'''

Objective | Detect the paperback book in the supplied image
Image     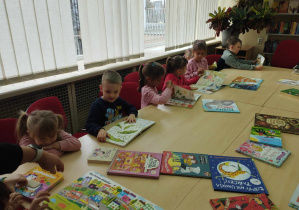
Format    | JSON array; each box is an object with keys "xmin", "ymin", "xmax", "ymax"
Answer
[
  {"xmin": 277, "ymin": 79, "xmax": 299, "ymax": 86},
  {"xmin": 208, "ymin": 155, "xmax": 268, "ymax": 194},
  {"xmin": 230, "ymin": 76, "xmax": 264, "ymax": 91},
  {"xmin": 236, "ymin": 140, "xmax": 291, "ymax": 167},
  {"xmin": 255, "ymin": 113, "xmax": 299, "ymax": 135},
  {"xmin": 106, "ymin": 118, "xmax": 155, "ymax": 147},
  {"xmin": 166, "ymin": 85, "xmax": 201, "ymax": 108},
  {"xmin": 210, "ymin": 193, "xmax": 278, "ymax": 210},
  {"xmin": 15, "ymin": 166, "xmax": 63, "ymax": 200},
  {"xmin": 280, "ymin": 88, "xmax": 299, "ymax": 99},
  {"xmin": 202, "ymin": 99, "xmax": 240, "ymax": 113},
  {"xmin": 160, "ymin": 151, "xmax": 211, "ymax": 178},
  {"xmin": 256, "ymin": 54, "xmax": 265, "ymax": 66},
  {"xmin": 250, "ymin": 126, "xmax": 282, "ymax": 147},
  {"xmin": 87, "ymin": 147, "xmax": 118, "ymax": 163},
  {"xmin": 289, "ymin": 184, "xmax": 299, "ymax": 209},
  {"xmin": 107, "ymin": 150, "xmax": 162, "ymax": 179},
  {"xmin": 47, "ymin": 171, "xmax": 163, "ymax": 210}
]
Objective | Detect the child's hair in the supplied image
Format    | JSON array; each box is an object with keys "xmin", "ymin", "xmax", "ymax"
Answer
[
  {"xmin": 0, "ymin": 182, "xmax": 9, "ymax": 210},
  {"xmin": 166, "ymin": 56, "xmax": 188, "ymax": 74},
  {"xmin": 192, "ymin": 40, "xmax": 207, "ymax": 52},
  {"xmin": 226, "ymin": 36, "xmax": 242, "ymax": 49},
  {"xmin": 101, "ymin": 70, "xmax": 122, "ymax": 85},
  {"xmin": 16, "ymin": 110, "xmax": 64, "ymax": 143},
  {"xmin": 138, "ymin": 62, "xmax": 165, "ymax": 92},
  {"xmin": 184, "ymin": 48, "xmax": 193, "ymax": 60}
]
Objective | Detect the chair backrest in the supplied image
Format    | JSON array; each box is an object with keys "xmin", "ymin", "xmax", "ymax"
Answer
[
  {"xmin": 26, "ymin": 96, "xmax": 68, "ymax": 127},
  {"xmin": 0, "ymin": 118, "xmax": 18, "ymax": 144},
  {"xmin": 124, "ymin": 72, "xmax": 139, "ymax": 83},
  {"xmin": 205, "ymin": 54, "xmax": 222, "ymax": 65},
  {"xmin": 271, "ymin": 40, "xmax": 299, "ymax": 69}
]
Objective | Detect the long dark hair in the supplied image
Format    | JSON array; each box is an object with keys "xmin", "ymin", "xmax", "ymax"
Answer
[
  {"xmin": 166, "ymin": 56, "xmax": 188, "ymax": 75},
  {"xmin": 138, "ymin": 62, "xmax": 165, "ymax": 92}
]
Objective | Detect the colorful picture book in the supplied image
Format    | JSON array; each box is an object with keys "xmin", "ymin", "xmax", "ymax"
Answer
[
  {"xmin": 202, "ymin": 99, "xmax": 240, "ymax": 113},
  {"xmin": 280, "ymin": 88, "xmax": 299, "ymax": 99},
  {"xmin": 106, "ymin": 118, "xmax": 155, "ymax": 147},
  {"xmin": 277, "ymin": 79, "xmax": 299, "ymax": 86},
  {"xmin": 15, "ymin": 166, "xmax": 63, "ymax": 200},
  {"xmin": 208, "ymin": 155, "xmax": 268, "ymax": 194},
  {"xmin": 166, "ymin": 85, "xmax": 201, "ymax": 108},
  {"xmin": 190, "ymin": 70, "xmax": 227, "ymax": 94},
  {"xmin": 289, "ymin": 184, "xmax": 299, "ymax": 209},
  {"xmin": 255, "ymin": 113, "xmax": 299, "ymax": 135},
  {"xmin": 107, "ymin": 150, "xmax": 162, "ymax": 179},
  {"xmin": 256, "ymin": 54, "xmax": 265, "ymax": 66},
  {"xmin": 230, "ymin": 76, "xmax": 264, "ymax": 91},
  {"xmin": 236, "ymin": 140, "xmax": 291, "ymax": 167},
  {"xmin": 87, "ymin": 147, "xmax": 118, "ymax": 163},
  {"xmin": 47, "ymin": 171, "xmax": 162, "ymax": 210},
  {"xmin": 160, "ymin": 151, "xmax": 211, "ymax": 178},
  {"xmin": 210, "ymin": 193, "xmax": 278, "ymax": 210},
  {"xmin": 250, "ymin": 126, "xmax": 282, "ymax": 147}
]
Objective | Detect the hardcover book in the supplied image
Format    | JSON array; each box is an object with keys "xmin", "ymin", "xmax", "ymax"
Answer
[
  {"xmin": 250, "ymin": 126, "xmax": 282, "ymax": 147},
  {"xmin": 87, "ymin": 147, "xmax": 118, "ymax": 163},
  {"xmin": 15, "ymin": 166, "xmax": 63, "ymax": 200},
  {"xmin": 106, "ymin": 118, "xmax": 155, "ymax": 147},
  {"xmin": 210, "ymin": 193, "xmax": 278, "ymax": 210},
  {"xmin": 166, "ymin": 85, "xmax": 201, "ymax": 108},
  {"xmin": 236, "ymin": 140, "xmax": 291, "ymax": 167},
  {"xmin": 160, "ymin": 151, "xmax": 211, "ymax": 178},
  {"xmin": 47, "ymin": 171, "xmax": 163, "ymax": 210},
  {"xmin": 280, "ymin": 88, "xmax": 299, "ymax": 99},
  {"xmin": 277, "ymin": 79, "xmax": 299, "ymax": 86},
  {"xmin": 202, "ymin": 99, "xmax": 240, "ymax": 113},
  {"xmin": 208, "ymin": 155, "xmax": 268, "ymax": 194},
  {"xmin": 107, "ymin": 150, "xmax": 162, "ymax": 179},
  {"xmin": 289, "ymin": 184, "xmax": 299, "ymax": 209},
  {"xmin": 255, "ymin": 113, "xmax": 299, "ymax": 135},
  {"xmin": 230, "ymin": 76, "xmax": 264, "ymax": 91}
]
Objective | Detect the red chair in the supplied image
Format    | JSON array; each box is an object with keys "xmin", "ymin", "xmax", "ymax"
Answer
[
  {"xmin": 124, "ymin": 72, "xmax": 139, "ymax": 83},
  {"xmin": 0, "ymin": 118, "xmax": 18, "ymax": 144},
  {"xmin": 205, "ymin": 54, "xmax": 222, "ymax": 65},
  {"xmin": 271, "ymin": 40, "xmax": 299, "ymax": 69}
]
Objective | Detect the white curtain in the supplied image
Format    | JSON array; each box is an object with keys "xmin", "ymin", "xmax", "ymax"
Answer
[{"xmin": 78, "ymin": 0, "xmax": 144, "ymax": 68}]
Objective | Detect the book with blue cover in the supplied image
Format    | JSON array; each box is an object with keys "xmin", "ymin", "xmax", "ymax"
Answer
[
  {"xmin": 250, "ymin": 126, "xmax": 282, "ymax": 147},
  {"xmin": 202, "ymin": 99, "xmax": 240, "ymax": 113},
  {"xmin": 230, "ymin": 76, "xmax": 264, "ymax": 91},
  {"xmin": 208, "ymin": 155, "xmax": 268, "ymax": 195}
]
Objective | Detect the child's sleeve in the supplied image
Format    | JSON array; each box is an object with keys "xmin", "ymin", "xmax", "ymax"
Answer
[
  {"xmin": 185, "ymin": 76, "xmax": 199, "ymax": 86},
  {"xmin": 18, "ymin": 135, "xmax": 35, "ymax": 146},
  {"xmin": 185, "ymin": 62, "xmax": 198, "ymax": 80},
  {"xmin": 203, "ymin": 58, "xmax": 209, "ymax": 70},
  {"xmin": 146, "ymin": 88, "xmax": 172, "ymax": 105},
  {"xmin": 85, "ymin": 102, "xmax": 104, "ymax": 137},
  {"xmin": 58, "ymin": 130, "xmax": 81, "ymax": 152},
  {"xmin": 120, "ymin": 98, "xmax": 138, "ymax": 116},
  {"xmin": 225, "ymin": 55, "xmax": 255, "ymax": 70}
]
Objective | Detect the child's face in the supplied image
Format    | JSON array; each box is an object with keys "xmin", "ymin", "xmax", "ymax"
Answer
[
  {"xmin": 176, "ymin": 66, "xmax": 187, "ymax": 77},
  {"xmin": 193, "ymin": 50, "xmax": 205, "ymax": 62},
  {"xmin": 146, "ymin": 75, "xmax": 164, "ymax": 88},
  {"xmin": 31, "ymin": 132, "xmax": 58, "ymax": 146},
  {"xmin": 100, "ymin": 81, "xmax": 122, "ymax": 103},
  {"xmin": 229, "ymin": 42, "xmax": 242, "ymax": 54}
]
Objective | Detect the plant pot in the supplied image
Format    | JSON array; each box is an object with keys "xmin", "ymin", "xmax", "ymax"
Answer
[{"xmin": 221, "ymin": 29, "xmax": 240, "ymax": 48}]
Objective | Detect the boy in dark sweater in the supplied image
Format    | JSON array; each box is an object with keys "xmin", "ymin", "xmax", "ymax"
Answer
[{"xmin": 86, "ymin": 70, "xmax": 138, "ymax": 141}]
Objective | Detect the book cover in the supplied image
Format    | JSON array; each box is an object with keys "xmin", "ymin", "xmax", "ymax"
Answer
[
  {"xmin": 280, "ymin": 88, "xmax": 299, "ymax": 99},
  {"xmin": 292, "ymin": 69, "xmax": 299, "ymax": 75},
  {"xmin": 230, "ymin": 83, "xmax": 261, "ymax": 91},
  {"xmin": 277, "ymin": 79, "xmax": 299, "ymax": 86},
  {"xmin": 256, "ymin": 54, "xmax": 265, "ymax": 66},
  {"xmin": 208, "ymin": 155, "xmax": 268, "ymax": 194},
  {"xmin": 15, "ymin": 166, "xmax": 63, "ymax": 200},
  {"xmin": 87, "ymin": 147, "xmax": 118, "ymax": 163},
  {"xmin": 236, "ymin": 140, "xmax": 291, "ymax": 167},
  {"xmin": 160, "ymin": 151, "xmax": 211, "ymax": 178},
  {"xmin": 107, "ymin": 150, "xmax": 162, "ymax": 179},
  {"xmin": 255, "ymin": 113, "xmax": 299, "ymax": 135},
  {"xmin": 202, "ymin": 99, "xmax": 240, "ymax": 113},
  {"xmin": 250, "ymin": 126, "xmax": 282, "ymax": 147},
  {"xmin": 230, "ymin": 76, "xmax": 263, "ymax": 91},
  {"xmin": 289, "ymin": 184, "xmax": 299, "ymax": 209},
  {"xmin": 47, "ymin": 171, "xmax": 163, "ymax": 210},
  {"xmin": 166, "ymin": 85, "xmax": 201, "ymax": 108},
  {"xmin": 105, "ymin": 118, "xmax": 155, "ymax": 147},
  {"xmin": 210, "ymin": 193, "xmax": 278, "ymax": 210}
]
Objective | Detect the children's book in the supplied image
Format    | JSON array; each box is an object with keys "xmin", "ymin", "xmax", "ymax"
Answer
[
  {"xmin": 250, "ymin": 126, "xmax": 282, "ymax": 147},
  {"xmin": 107, "ymin": 150, "xmax": 162, "ymax": 179},
  {"xmin": 255, "ymin": 113, "xmax": 299, "ymax": 135},
  {"xmin": 210, "ymin": 193, "xmax": 278, "ymax": 210},
  {"xmin": 208, "ymin": 155, "xmax": 268, "ymax": 194},
  {"xmin": 87, "ymin": 147, "xmax": 118, "ymax": 163},
  {"xmin": 166, "ymin": 85, "xmax": 201, "ymax": 108},
  {"xmin": 277, "ymin": 79, "xmax": 299, "ymax": 86},
  {"xmin": 280, "ymin": 88, "xmax": 299, "ymax": 99},
  {"xmin": 230, "ymin": 76, "xmax": 264, "ymax": 91},
  {"xmin": 202, "ymin": 99, "xmax": 240, "ymax": 113},
  {"xmin": 256, "ymin": 54, "xmax": 265, "ymax": 66},
  {"xmin": 292, "ymin": 69, "xmax": 299, "ymax": 75},
  {"xmin": 15, "ymin": 166, "xmax": 63, "ymax": 200},
  {"xmin": 160, "ymin": 151, "xmax": 211, "ymax": 178},
  {"xmin": 236, "ymin": 140, "xmax": 291, "ymax": 167},
  {"xmin": 289, "ymin": 184, "xmax": 299, "ymax": 209},
  {"xmin": 190, "ymin": 70, "xmax": 227, "ymax": 94},
  {"xmin": 105, "ymin": 118, "xmax": 155, "ymax": 147},
  {"xmin": 47, "ymin": 171, "xmax": 163, "ymax": 210}
]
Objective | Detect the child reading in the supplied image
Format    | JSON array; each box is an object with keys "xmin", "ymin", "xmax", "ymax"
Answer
[
  {"xmin": 86, "ymin": 70, "xmax": 138, "ymax": 142},
  {"xmin": 185, "ymin": 40, "xmax": 209, "ymax": 80},
  {"xmin": 17, "ymin": 110, "xmax": 81, "ymax": 157},
  {"xmin": 163, "ymin": 56, "xmax": 199, "ymax": 91},
  {"xmin": 217, "ymin": 36, "xmax": 263, "ymax": 71},
  {"xmin": 138, "ymin": 62, "xmax": 173, "ymax": 108}
]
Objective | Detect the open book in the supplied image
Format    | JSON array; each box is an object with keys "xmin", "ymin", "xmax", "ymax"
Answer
[
  {"xmin": 256, "ymin": 54, "xmax": 265, "ymax": 66},
  {"xmin": 105, "ymin": 118, "xmax": 155, "ymax": 147},
  {"xmin": 166, "ymin": 85, "xmax": 201, "ymax": 108}
]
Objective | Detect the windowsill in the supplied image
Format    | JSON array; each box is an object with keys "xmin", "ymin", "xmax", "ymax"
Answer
[{"xmin": 0, "ymin": 39, "xmax": 220, "ymax": 99}]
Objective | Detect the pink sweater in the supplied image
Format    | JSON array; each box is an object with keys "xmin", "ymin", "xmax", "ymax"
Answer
[
  {"xmin": 185, "ymin": 58, "xmax": 209, "ymax": 80},
  {"xmin": 163, "ymin": 73, "xmax": 199, "ymax": 91},
  {"xmin": 19, "ymin": 130, "xmax": 81, "ymax": 156},
  {"xmin": 141, "ymin": 86, "xmax": 172, "ymax": 108}
]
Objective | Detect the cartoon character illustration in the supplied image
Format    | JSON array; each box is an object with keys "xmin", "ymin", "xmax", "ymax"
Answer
[
  {"xmin": 180, "ymin": 166, "xmax": 200, "ymax": 174},
  {"xmin": 205, "ymin": 100, "xmax": 234, "ymax": 109},
  {"xmin": 216, "ymin": 161, "xmax": 254, "ymax": 180},
  {"xmin": 105, "ymin": 108, "xmax": 115, "ymax": 125}
]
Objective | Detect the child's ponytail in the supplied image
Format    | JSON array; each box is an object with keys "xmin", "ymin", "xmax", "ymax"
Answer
[
  {"xmin": 138, "ymin": 64, "xmax": 145, "ymax": 92},
  {"xmin": 56, "ymin": 114, "xmax": 65, "ymax": 130},
  {"xmin": 166, "ymin": 57, "xmax": 173, "ymax": 74},
  {"xmin": 16, "ymin": 111, "xmax": 29, "ymax": 143}
]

'''

• [YOUR GOAL] Pull every line containing the word "dark" out of the material and copy it.

• [RESPONSE TO THE TASK]
Objective | Detect the long dark hair in the supplied image
Objective | Detect the boy in dark sweater in the supplied image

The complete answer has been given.